Return the whole listing, keeping every character the same.

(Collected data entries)

● ● ● ● ●

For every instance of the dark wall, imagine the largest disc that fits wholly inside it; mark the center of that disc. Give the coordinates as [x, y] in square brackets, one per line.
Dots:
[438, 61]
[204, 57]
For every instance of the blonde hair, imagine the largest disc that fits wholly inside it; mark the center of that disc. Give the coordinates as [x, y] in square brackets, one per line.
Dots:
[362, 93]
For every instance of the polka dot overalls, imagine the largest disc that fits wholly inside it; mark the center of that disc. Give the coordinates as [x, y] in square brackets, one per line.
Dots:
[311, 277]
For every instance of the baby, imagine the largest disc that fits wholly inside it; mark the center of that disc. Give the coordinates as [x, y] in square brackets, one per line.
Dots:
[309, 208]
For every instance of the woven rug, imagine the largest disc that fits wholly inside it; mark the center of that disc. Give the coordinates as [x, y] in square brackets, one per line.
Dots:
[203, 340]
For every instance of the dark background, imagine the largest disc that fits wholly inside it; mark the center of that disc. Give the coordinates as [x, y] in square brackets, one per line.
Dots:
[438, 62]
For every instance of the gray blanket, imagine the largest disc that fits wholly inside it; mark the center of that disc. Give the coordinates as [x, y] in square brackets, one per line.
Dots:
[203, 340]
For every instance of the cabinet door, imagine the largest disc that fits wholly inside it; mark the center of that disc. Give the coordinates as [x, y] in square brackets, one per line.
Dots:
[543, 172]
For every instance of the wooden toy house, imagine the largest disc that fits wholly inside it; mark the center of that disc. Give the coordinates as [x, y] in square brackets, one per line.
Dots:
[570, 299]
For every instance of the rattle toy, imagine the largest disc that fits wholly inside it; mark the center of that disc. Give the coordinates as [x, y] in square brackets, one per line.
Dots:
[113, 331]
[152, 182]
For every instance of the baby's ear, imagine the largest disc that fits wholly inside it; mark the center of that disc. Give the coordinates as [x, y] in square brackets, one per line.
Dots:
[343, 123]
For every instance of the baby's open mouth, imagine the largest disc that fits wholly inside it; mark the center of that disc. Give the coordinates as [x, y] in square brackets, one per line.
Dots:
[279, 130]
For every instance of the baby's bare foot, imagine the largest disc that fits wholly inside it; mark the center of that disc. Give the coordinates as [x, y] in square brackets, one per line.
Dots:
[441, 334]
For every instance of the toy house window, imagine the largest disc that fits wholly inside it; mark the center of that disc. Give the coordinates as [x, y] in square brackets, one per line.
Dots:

● ● ● ● ●

#### [OUTPUT FOR THIS EXERCISE]
For every instance of the dark wall, imagine the largest disc that fits wholly inside it; mark the center of that disc. Give the coordinates as [x, y] in square brackets, one per line.
Dots:
[438, 61]
[204, 57]
For every instance of the blonde hair, imagine the largest disc that fits wholly inside it; mark the center of that disc. Give the coordinates as [x, y] in square brackets, one per line.
Dots:
[362, 93]
For every instance of the polka dot overalls, imagine the largest disc that fits wholly inside it; mark the center of that disc. Give the coordinates as [x, y] in square brackets, one per line.
Dots:
[311, 277]
For every instance of the baby, imagine the largest disc that fits wholly inside it; mark the center of that disc. Give the coordinates as [x, y] in square brackets, one per line.
Dots:
[309, 208]
For every instance of the woven rug, imagine the largest disc that fits wholly inside it; mark the center of that disc. Give the coordinates as [x, y] in square brackets, one per line.
Dots:
[203, 340]
For every instance of the dark background, imagine the largest disc that fits wholly inside it; mark the center of that disc. Give the coordinates as [x, y] in square brackets, one per line.
Dots:
[438, 62]
For every instance of the gray blanket, imagine the largest disc that fits wholly inside it; mark the center of that disc. Give the coordinates as [x, y] in square brackets, one per line.
Dots:
[203, 340]
For every instance of the cabinet door, imagine the largest disc that fits wholly inside it; mark the center of that disc. Give the coordinates as [x, y] in square brackets, one per line.
Dots:
[543, 172]
For every instance of the wooden toy house, imagine the largest disc that fits wholly inside it; mark the center of that disc. Give the coordinates as [x, y] in square brackets, one per line.
Dots:
[570, 299]
For every instance of the rattle toy, imagine the largest disc that fits wholly inside it; mark the center of that disc. Give the coordinates as [x, y] in square brackets, one per line.
Dots:
[113, 331]
[152, 182]
For every instance of the baby's ear, imagine the largest disc that fits wholly inside it; mark the center of that disc. Give the coordinates as [x, y] in square brackets, one per line.
Dots:
[343, 123]
For every instance of the baby's open mouth, imagine the largest disc that fits wholly inside it; mark the center of that disc. Give the coordinates as [x, y] in square brackets, one per line.
Dots:
[279, 130]
For every instance of the baby's bare foot, imagine the largest disc that fits wholly inside it; mark the center of that disc. Give the coordinates as [x, y] in square brackets, one per line.
Dots:
[441, 334]
For every instance of the toy house window, imagine the largest disc that fits wholly inside it; mark the center of that disc. Give the coordinates as [x, y] in square brackets, one per line.
Dots:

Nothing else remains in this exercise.